*** Reading text ***
Subgroup analyses on the entire cohort

As AUC values generated from subgroup ROC analyses indicated, the predictive accuracy of CT-DTA model for the risk of LNM remained significantly reliable across all the subgroups of age, gender, smoking status, preoperative comorbidity, location of lesions, histology, pleural invasion, lympho-vascular invasion, and T-stages of the lesions (Figure 7).

Figure 7 Subgroup ROC analyses regarding the predictive accuracy of CT-DTA model for risk of LNM based on the entire cohort of patients with SMPLC. AC, adenocarcinoma; AUC, area under the curve; CI, confidence interval; CT, computed tomography; CT-DTA, CT-based multi-parametric decision tree algorithm model; LNM, lymph node metastasis; ROC, receiver operating characteristic; SMPLC, synchronous multiple primary lung cancer.
*** End of Reading text ***
__Assignment__
Copy the part of the subgroup analysis passage that opens with the words containing "Figure 7 Subgroup" and closes with "primary lung cancer.", replacing "computed tomography" with "CT imaging". Work only from the subgroup analysis passage.
*** Data extracts ***
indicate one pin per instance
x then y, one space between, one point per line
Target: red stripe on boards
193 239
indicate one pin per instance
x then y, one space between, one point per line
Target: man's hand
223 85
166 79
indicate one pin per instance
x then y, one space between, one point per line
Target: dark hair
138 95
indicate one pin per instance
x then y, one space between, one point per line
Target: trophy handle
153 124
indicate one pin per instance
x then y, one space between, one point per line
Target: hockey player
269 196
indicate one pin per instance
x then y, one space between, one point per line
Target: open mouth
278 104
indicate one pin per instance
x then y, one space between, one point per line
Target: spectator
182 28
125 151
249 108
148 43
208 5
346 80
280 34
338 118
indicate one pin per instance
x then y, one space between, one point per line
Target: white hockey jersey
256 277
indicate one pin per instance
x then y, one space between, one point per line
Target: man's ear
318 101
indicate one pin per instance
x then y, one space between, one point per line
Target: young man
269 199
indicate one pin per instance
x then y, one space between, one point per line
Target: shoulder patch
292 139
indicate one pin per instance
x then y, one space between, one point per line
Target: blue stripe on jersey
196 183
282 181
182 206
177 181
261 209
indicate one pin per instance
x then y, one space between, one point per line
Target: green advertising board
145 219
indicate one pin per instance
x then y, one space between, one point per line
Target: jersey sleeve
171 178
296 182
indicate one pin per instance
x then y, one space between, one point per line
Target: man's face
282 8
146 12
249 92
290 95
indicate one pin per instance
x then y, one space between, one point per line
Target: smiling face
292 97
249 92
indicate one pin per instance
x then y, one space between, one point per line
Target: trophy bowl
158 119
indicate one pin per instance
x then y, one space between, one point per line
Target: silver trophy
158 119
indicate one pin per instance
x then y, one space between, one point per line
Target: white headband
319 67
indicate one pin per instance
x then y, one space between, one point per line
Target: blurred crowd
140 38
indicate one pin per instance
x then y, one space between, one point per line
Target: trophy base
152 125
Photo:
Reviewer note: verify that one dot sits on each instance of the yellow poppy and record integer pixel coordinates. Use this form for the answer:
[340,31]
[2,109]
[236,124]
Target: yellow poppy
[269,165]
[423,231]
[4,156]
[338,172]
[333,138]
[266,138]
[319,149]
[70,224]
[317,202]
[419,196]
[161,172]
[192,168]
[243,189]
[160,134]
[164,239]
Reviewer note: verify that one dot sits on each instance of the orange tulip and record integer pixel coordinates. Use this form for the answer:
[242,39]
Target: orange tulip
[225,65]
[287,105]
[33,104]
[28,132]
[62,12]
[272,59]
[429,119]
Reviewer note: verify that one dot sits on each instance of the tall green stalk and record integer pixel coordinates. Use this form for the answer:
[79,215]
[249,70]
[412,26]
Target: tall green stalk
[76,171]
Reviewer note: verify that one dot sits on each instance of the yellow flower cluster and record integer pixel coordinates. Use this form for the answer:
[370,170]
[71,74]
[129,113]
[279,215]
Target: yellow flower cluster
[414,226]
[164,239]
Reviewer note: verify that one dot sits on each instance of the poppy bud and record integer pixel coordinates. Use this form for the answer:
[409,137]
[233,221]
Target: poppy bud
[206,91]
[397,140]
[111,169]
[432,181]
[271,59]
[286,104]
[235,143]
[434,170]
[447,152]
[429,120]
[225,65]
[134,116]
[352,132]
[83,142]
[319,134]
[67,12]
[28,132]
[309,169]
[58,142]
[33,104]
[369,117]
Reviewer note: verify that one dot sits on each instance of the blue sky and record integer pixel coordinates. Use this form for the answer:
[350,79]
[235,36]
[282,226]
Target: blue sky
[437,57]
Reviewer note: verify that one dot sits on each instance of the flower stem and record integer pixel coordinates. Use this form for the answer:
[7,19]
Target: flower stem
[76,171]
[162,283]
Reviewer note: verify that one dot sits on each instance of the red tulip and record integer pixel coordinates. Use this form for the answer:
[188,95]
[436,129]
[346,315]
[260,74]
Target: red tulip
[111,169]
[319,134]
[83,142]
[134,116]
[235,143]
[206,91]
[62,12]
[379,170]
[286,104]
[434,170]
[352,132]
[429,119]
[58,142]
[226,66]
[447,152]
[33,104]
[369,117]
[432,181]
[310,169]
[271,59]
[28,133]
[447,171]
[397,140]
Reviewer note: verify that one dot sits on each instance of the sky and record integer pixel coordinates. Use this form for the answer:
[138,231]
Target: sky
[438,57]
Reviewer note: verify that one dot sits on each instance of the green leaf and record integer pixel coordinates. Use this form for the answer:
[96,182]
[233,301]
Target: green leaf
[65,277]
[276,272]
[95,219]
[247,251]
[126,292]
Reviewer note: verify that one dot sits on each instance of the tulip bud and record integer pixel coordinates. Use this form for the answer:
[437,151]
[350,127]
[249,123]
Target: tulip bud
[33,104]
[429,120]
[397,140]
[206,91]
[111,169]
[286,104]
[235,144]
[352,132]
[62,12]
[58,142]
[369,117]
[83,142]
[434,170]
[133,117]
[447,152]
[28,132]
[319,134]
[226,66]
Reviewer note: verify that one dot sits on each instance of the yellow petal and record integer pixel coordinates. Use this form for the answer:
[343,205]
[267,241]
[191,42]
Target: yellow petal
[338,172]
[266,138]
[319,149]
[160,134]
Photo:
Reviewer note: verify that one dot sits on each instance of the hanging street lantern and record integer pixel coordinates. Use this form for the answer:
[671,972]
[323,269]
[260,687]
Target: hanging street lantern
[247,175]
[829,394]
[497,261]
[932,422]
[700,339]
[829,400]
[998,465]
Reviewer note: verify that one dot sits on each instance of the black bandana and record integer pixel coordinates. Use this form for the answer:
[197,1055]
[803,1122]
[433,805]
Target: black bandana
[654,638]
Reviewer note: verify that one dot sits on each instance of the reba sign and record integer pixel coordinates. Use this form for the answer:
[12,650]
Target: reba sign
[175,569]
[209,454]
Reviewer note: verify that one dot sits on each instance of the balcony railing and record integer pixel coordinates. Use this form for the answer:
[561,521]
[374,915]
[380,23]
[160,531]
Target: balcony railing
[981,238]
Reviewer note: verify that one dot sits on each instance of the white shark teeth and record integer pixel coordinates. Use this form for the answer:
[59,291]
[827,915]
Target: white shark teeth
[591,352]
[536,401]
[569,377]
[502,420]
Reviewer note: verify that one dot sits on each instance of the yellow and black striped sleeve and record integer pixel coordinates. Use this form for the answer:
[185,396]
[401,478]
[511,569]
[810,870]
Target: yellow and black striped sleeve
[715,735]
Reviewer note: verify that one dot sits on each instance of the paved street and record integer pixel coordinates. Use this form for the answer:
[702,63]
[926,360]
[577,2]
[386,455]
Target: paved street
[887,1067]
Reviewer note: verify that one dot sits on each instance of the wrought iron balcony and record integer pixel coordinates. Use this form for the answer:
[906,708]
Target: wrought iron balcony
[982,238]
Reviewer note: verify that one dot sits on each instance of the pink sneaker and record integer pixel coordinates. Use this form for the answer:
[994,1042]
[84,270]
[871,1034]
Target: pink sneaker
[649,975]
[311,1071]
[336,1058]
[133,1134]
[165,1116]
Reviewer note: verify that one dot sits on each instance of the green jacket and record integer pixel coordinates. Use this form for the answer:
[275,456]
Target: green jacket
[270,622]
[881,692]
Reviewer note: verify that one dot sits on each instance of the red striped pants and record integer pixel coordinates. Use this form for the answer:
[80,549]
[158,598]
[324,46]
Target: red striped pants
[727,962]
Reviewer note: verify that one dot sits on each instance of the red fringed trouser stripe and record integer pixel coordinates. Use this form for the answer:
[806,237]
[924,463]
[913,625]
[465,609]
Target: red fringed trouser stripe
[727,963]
*** End of Data extracts ***
__Solution to this exercise__
Figure 7 Subgroup ROC analyses regarding the predictive accuracy of CT-DTA model for risk of LNM based on the entire cohort of patients with SMPLC. AC, adenocarcinoma; AUC, area under the curve; CI, confidence interval; CT, CT imaging; CT-DTA, CT-based multi-parametric decision tree algorithm model; LNM, lymph node metastasis; ROC, receiver operating characteristic; SMPLC, synchronous multiple primary lung cancer.